DIRECTIONS FOR THIS TASK
Extract from the listing below every line that contains the word "instance", counting case.

DATASET ENTRIES
>>>>>
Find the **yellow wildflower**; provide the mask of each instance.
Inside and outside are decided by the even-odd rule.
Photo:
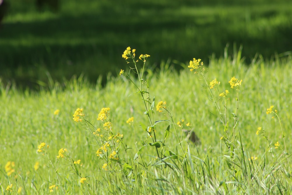
[[[125,72],[125,70],[121,69],[121,71],[120,71],[120,75],[123,74],[124,72]]]
[[[238,80],[233,77],[231,78],[230,80],[228,82],[230,84],[231,87],[232,89],[235,87],[237,87],[241,85],[241,83],[242,82],[242,80],[241,80],[240,81],[238,81]]]
[[[110,128],[111,125],[111,123],[110,122],[105,122],[105,124],[103,124],[103,127],[105,128],[105,130],[107,130],[110,129]]]
[[[39,169],[39,163],[37,161],[36,162],[34,166],[34,169],[35,171],[36,171]]]
[[[131,123],[134,121],[134,117],[130,117],[129,118],[126,122],[129,125],[131,125]]]
[[[182,119],[177,122],[176,124],[177,124],[178,126],[180,127],[181,127],[183,125],[183,122],[185,120],[184,119]]]
[[[217,84],[218,85],[220,84],[220,82],[217,81],[217,79],[215,78],[215,79],[210,82],[210,84],[209,85],[210,86],[210,89],[212,89],[212,88],[213,88],[214,87],[214,86],[215,86],[215,85]]]
[[[6,190],[7,191],[10,190],[10,191],[13,191],[13,190],[12,189],[12,184],[8,185],[7,187],[6,188]]]
[[[82,121],[82,119],[80,118],[80,117],[84,116],[85,115],[82,114],[82,112],[83,111],[83,108],[78,108],[76,109],[73,115],[73,120],[74,121],[76,122],[79,122]]]
[[[54,112],[54,114],[55,115],[58,115],[59,114],[59,113],[60,112],[60,110],[59,109],[57,109]]]
[[[276,146],[275,147],[275,149],[277,149],[279,147],[281,146],[281,145],[280,145],[280,144],[279,143],[279,141],[277,141],[277,143],[275,144],[274,145],[275,145],[275,146]]]
[[[110,115],[109,108],[103,108],[101,109],[99,113],[98,114],[98,118],[97,120],[104,120]]]
[[[59,155],[57,156],[57,158],[59,159],[60,157],[61,158],[63,158],[64,157],[64,153],[65,152],[67,151],[67,149],[66,148],[64,149],[62,148],[59,150],[58,153]]]
[[[190,68],[191,69],[190,70],[192,71],[194,70],[199,69],[203,65],[203,62],[200,64],[200,62],[201,61],[201,59],[199,59],[196,60],[195,58],[193,58],[193,61],[190,61],[190,65],[188,66],[188,67]],[[195,73],[196,73],[196,72]]]
[[[74,161],[74,164],[78,164],[78,165],[80,164],[80,162],[81,161],[81,160],[79,160],[77,161]]]
[[[42,152],[43,151],[45,151],[43,149],[43,148],[45,147],[45,146],[46,146],[46,143],[43,142],[39,145],[39,146],[37,147],[37,151],[39,152]]]
[[[52,185],[49,187],[49,189],[50,190],[50,192],[52,192],[54,191],[54,189],[56,188],[56,189],[58,189],[58,187],[56,186],[55,185]]]
[[[85,177],[82,177],[81,179],[80,179],[80,182],[81,184],[83,184],[84,183],[84,182],[86,180],[86,178]]]
[[[126,60],[129,58],[128,56],[130,56],[131,55],[131,48],[130,47],[128,47],[127,48],[127,49],[124,51],[124,53],[122,55],[122,57]]]
[[[272,109],[273,108],[274,108],[274,106],[270,106],[269,108],[267,109],[267,112],[266,112],[267,114],[269,114],[272,113],[272,112],[273,111]]]
[[[161,109],[164,109],[166,110],[166,107],[165,106],[165,105],[166,105],[166,101],[164,102],[162,101],[160,101],[158,102],[158,103],[156,106],[156,110],[157,111],[159,111],[159,112],[161,112],[163,111]]]

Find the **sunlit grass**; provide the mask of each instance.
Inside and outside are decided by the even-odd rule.
[[[145,140],[147,136],[147,133],[139,126],[140,122],[146,124],[149,121],[144,113],[139,94],[133,94],[137,89],[129,80],[121,76],[109,76],[109,81],[102,88],[100,81],[94,85],[81,77],[73,78],[62,85],[51,80],[49,90],[41,90],[38,92],[28,89],[22,93],[13,86],[6,88],[1,84],[1,192],[8,193],[5,189],[8,184],[12,184],[15,191],[21,187],[23,192],[28,194],[38,192],[46,194],[49,191],[49,187],[58,182],[55,179],[55,171],[47,166],[50,166],[48,161],[36,152],[38,146],[43,142],[49,146],[48,156],[52,163],[60,166],[59,176],[64,179],[62,180],[60,184],[64,189],[68,189],[70,194],[78,193],[81,189],[92,194],[199,194],[216,192],[227,194],[255,192],[265,194],[279,193],[280,190],[283,194],[291,193],[292,185],[289,176],[291,173],[285,172],[284,168],[287,161],[285,155],[281,155],[280,150],[274,149],[274,146],[277,141],[282,145],[283,144],[279,123],[275,119],[271,118],[272,115],[266,113],[267,109],[272,105],[277,110],[277,114],[281,117],[287,151],[289,153],[292,149],[289,138],[292,135],[292,110],[290,106],[292,104],[290,98],[292,94],[291,58],[269,62],[264,61],[260,57],[247,65],[240,52],[235,53],[232,58],[226,55],[225,58],[211,59],[206,70],[206,78],[210,81],[216,78],[221,82],[220,87],[230,89],[228,95],[231,98],[230,105],[232,105],[236,102],[234,98],[236,93],[230,89],[228,81],[234,76],[243,80],[236,130],[240,130],[242,139],[240,141],[246,157],[257,157],[254,163],[249,161],[247,158],[245,159],[246,165],[250,165],[251,169],[255,170],[250,171],[256,176],[254,180],[248,179],[250,177],[244,172],[250,172],[249,168],[239,170],[239,175],[235,177],[232,176],[233,171],[228,168],[226,156],[223,154],[228,153],[226,152],[226,146],[220,140],[225,134],[224,128],[213,103],[208,99],[210,95],[203,81],[190,72],[187,65],[182,65],[185,68],[178,73],[174,70],[170,63],[166,63],[161,64],[160,70],[148,70],[146,78],[149,80],[151,94],[155,95],[156,103],[160,101],[167,101],[175,122],[184,119],[191,122],[193,129],[201,140],[201,145],[196,147],[191,143],[189,146],[192,156],[187,161],[189,163],[193,162],[193,167],[187,167],[194,169],[191,176],[179,169],[175,169],[178,175],[170,169],[162,168],[164,167],[163,163],[161,167],[152,166],[146,168],[133,166],[133,172],[141,173],[135,175],[136,182],[124,179],[118,172],[115,175],[108,174],[102,170],[104,163],[98,159],[96,154],[98,146],[84,127],[72,119],[76,108],[83,108],[84,113],[88,115],[87,119],[97,125],[98,122],[96,118],[101,108],[110,108],[113,131],[124,135],[124,143],[131,148],[127,151],[130,158],[134,158],[137,148],[142,146],[141,141]],[[146,69],[149,65],[146,64]],[[117,70],[117,75],[120,70]],[[233,106],[229,107],[227,113],[235,108]],[[57,109],[60,112],[54,114]],[[169,119],[163,113],[157,112],[155,114],[156,118],[160,120]],[[131,117],[134,117],[134,121],[129,125],[126,121]],[[162,123],[157,125],[157,137],[163,137],[165,125]],[[264,163],[266,158],[270,158],[270,154],[267,152],[266,140],[262,136],[256,134],[259,127],[266,130],[266,135],[273,149],[273,158],[282,162],[282,165],[275,164],[276,167],[273,168],[269,160]],[[166,147],[175,152],[176,149],[179,149],[180,146],[175,141],[173,130],[171,127]],[[237,135],[236,138],[238,142],[240,141],[239,136]],[[74,172],[69,170],[71,169],[67,161],[64,159],[55,159],[58,151],[62,148],[68,150],[70,158],[74,161],[81,160],[83,164],[81,168],[82,177],[88,176],[86,180],[88,185],[81,183],[80,178],[72,174]],[[152,149],[149,145],[143,149],[143,160],[145,161],[152,159]],[[4,167],[9,161],[15,162],[13,168],[15,171],[11,176],[7,176]],[[39,168],[35,170],[34,166],[37,162],[39,163]],[[171,163],[179,164],[176,161]],[[266,169],[264,168],[264,166]],[[17,175],[15,180],[14,177]],[[278,181],[275,182],[274,178]],[[188,181],[190,183],[183,180],[187,178],[189,178],[190,180]],[[242,188],[244,186],[247,188]],[[57,191],[54,190],[60,194],[63,193],[60,188]]]

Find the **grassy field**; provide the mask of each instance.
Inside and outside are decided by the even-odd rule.
[[[201,67],[190,72],[187,64],[181,64],[178,73],[168,63],[153,71],[148,61],[152,54],[147,53],[151,56],[144,71],[140,60],[133,69],[140,76],[144,73],[143,80],[133,72],[127,79],[126,70],[108,77],[104,87],[100,80],[93,85],[81,77],[63,85],[51,81],[49,90],[37,93],[1,83],[1,193],[292,193],[291,56],[270,61],[260,56],[247,65],[239,51],[234,58],[226,53],[225,58],[211,59],[204,71]],[[133,62],[128,65],[134,67]],[[239,80],[232,82],[232,89],[228,81],[233,76]],[[140,81],[148,84],[140,88]],[[227,96],[219,96],[225,90]],[[99,115],[103,108],[110,108],[110,114]],[[77,108],[83,112],[74,113]],[[83,120],[74,121],[74,114]],[[167,120],[154,126],[160,120]],[[104,125],[109,122],[110,127]],[[187,141],[182,132],[179,126],[188,129],[189,122],[200,144]],[[106,142],[107,151],[101,150]]]
[[[0,77],[25,88],[48,86],[50,73],[62,82],[84,74],[103,84],[109,72],[125,68],[128,45],[152,52],[150,64],[169,58],[176,69],[194,55],[209,57],[243,46],[249,63],[291,50],[291,1],[60,1],[59,11],[40,12],[33,0],[9,1],[0,30]]]

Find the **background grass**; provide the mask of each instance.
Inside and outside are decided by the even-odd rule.
[[[136,52],[138,51],[138,50]],[[151,51],[147,53],[152,54]],[[266,130],[266,135],[272,146],[277,141],[283,144],[279,123],[271,118],[271,115],[266,114],[267,108],[271,105],[274,105],[282,117],[287,151],[289,152],[292,150],[291,139],[289,139],[292,135],[292,111],[290,106],[292,103],[290,98],[292,61],[291,57],[270,62],[259,58],[247,66],[240,55],[238,56],[235,54],[234,55],[234,58],[211,59],[207,77],[210,80],[217,78],[221,82],[220,86],[223,89],[230,89],[231,104],[228,107],[227,113],[234,111],[235,102],[235,90],[230,89],[228,81],[233,76],[243,80],[240,92],[239,121],[237,130],[240,130],[246,153],[258,157],[257,162],[263,165],[268,146],[262,136],[256,136],[257,127],[261,126]],[[97,125],[96,118],[101,108],[110,108],[113,131],[124,135],[125,143],[132,149],[128,151],[132,157],[137,152],[137,148],[141,147],[141,141],[144,140],[147,135],[139,127],[140,123],[147,124],[147,119],[143,114],[140,96],[132,94],[136,89],[124,77],[109,77],[107,84],[102,88],[100,82],[97,85],[92,85],[81,77],[65,82],[65,88],[58,83],[51,82],[50,90],[41,90],[38,93],[28,89],[22,93],[13,88],[6,88],[3,84],[1,86],[0,147],[2,149],[0,154],[0,189],[2,192],[6,192],[5,188],[8,181],[11,181],[13,182],[14,187],[25,187],[28,194],[48,193],[48,187],[57,181],[54,179],[55,174],[53,169],[46,166],[48,165],[48,161],[36,152],[38,146],[42,142],[50,145],[49,152],[54,163],[56,163],[55,156],[62,148],[67,148],[75,160],[81,159],[84,164],[83,174],[89,176],[87,181],[90,186],[85,188],[87,190],[85,191],[88,194],[223,194],[224,188],[220,187],[222,181],[228,188],[225,192],[228,194],[243,191],[251,194],[280,192],[289,194],[292,191],[291,179],[285,176],[284,170],[284,170],[281,166],[284,164],[277,168],[278,172],[266,172],[265,171],[270,170],[267,168],[263,169],[263,173],[258,172],[260,184],[254,183],[255,180],[234,180],[221,153],[224,153],[226,149],[220,140],[224,134],[224,129],[213,104],[208,99],[209,94],[202,81],[190,72],[186,65],[179,73],[174,71],[174,68],[170,66],[168,63],[161,66],[160,70],[153,73],[150,70],[147,75],[151,95],[155,96],[157,102],[160,100],[167,101],[170,110],[173,109],[175,122],[183,119],[192,123],[202,144],[197,147],[192,144],[190,145],[190,151],[194,155],[192,158],[195,161],[197,161],[196,158],[201,158],[206,162],[209,159],[212,179],[202,172],[199,161],[197,165],[194,164],[197,172],[193,173],[195,177],[194,186],[191,183],[186,184],[181,180],[182,177],[176,177],[168,169],[165,171],[154,171],[150,167],[147,174],[153,174],[152,179],[142,181],[140,185],[138,181],[125,183],[118,175],[113,175],[115,179],[113,180],[109,175],[103,173],[104,172],[100,170],[104,162],[99,161],[96,156],[97,146],[80,124],[72,119],[76,108],[84,108],[88,118]],[[60,113],[55,115],[54,112],[57,109],[60,110]],[[133,125],[130,126],[126,121],[131,116],[135,119]],[[158,112],[155,117],[157,120],[169,119],[163,113]],[[231,117],[228,117],[230,120]],[[157,126],[157,136],[160,139],[162,139],[167,125],[167,123],[161,123]],[[166,141],[166,149],[175,151],[175,147],[178,146],[174,144],[176,140],[172,127],[170,130],[171,133]],[[153,148],[149,146],[145,148],[144,160],[151,160],[153,152]],[[277,159],[281,156],[279,150],[274,149],[272,154]],[[63,160],[61,159],[59,171],[65,178],[62,184],[69,188],[70,194],[81,194],[81,189],[85,190],[85,187],[76,180],[78,178],[76,175],[69,174],[68,163],[62,161]],[[15,182],[13,177],[6,176],[4,168],[9,161],[15,162],[16,173],[21,176],[21,179],[19,176]],[[35,171],[33,166],[36,161],[40,162],[41,168]],[[158,171],[157,175],[155,171]],[[272,177],[277,180],[271,182]],[[237,182],[248,187],[244,190],[239,190],[240,188],[237,186],[241,184],[236,184]],[[196,186],[199,187],[196,190],[194,187]],[[60,191],[58,191],[61,193]]]
[[[248,63],[257,53],[270,59],[291,49],[290,1],[59,1],[56,13],[40,12],[32,0],[9,1],[0,30],[4,82],[39,89],[48,71],[60,82],[83,73],[94,83],[102,75],[103,84],[109,72],[128,67],[121,51],[129,46],[151,51],[154,66],[170,58],[176,69],[194,56],[207,64],[227,45],[230,52],[243,45]]]

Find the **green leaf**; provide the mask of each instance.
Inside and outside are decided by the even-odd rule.
[[[156,142],[154,142],[153,144],[152,144],[152,143],[149,143],[149,144],[151,146],[155,146],[157,148],[160,148],[161,146],[160,145],[160,144],[159,144],[159,142],[157,141]]]
[[[131,170],[132,170],[132,166],[129,165],[128,163],[125,163],[123,166],[123,169],[124,170],[126,170],[127,169]]]
[[[164,132],[164,140],[165,140],[168,137],[168,136],[169,135],[169,128],[170,128],[170,125],[168,125],[167,128],[165,130],[165,131]]]
[[[172,159],[177,159],[178,156],[175,154],[173,153],[171,151],[166,150],[164,153],[164,156],[171,156]]]
[[[140,126],[141,127],[144,131],[147,131],[147,127],[146,127],[146,126],[145,126],[144,124],[143,124],[142,122],[140,122]]]
[[[163,122],[163,121],[169,121],[169,120],[157,120],[156,121],[154,122],[154,125],[157,124],[158,123],[160,122]]]

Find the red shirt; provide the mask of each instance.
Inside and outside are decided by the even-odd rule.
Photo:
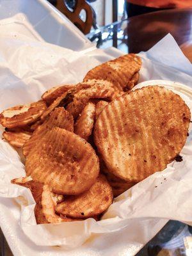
<<<<<
ANSWER IN FULL
Find the **yellow wildflower**; provide the mask of each instance.
Find the **sunlit grass**; provide the mask of each instance.
Find the **grassy field**; provide the mask of each instance.
Find the **background grass**; provide the mask of each instance.
Find the **green leaf**; provide the mask of each instance.
Find the red shirt; provide the mask of each instance.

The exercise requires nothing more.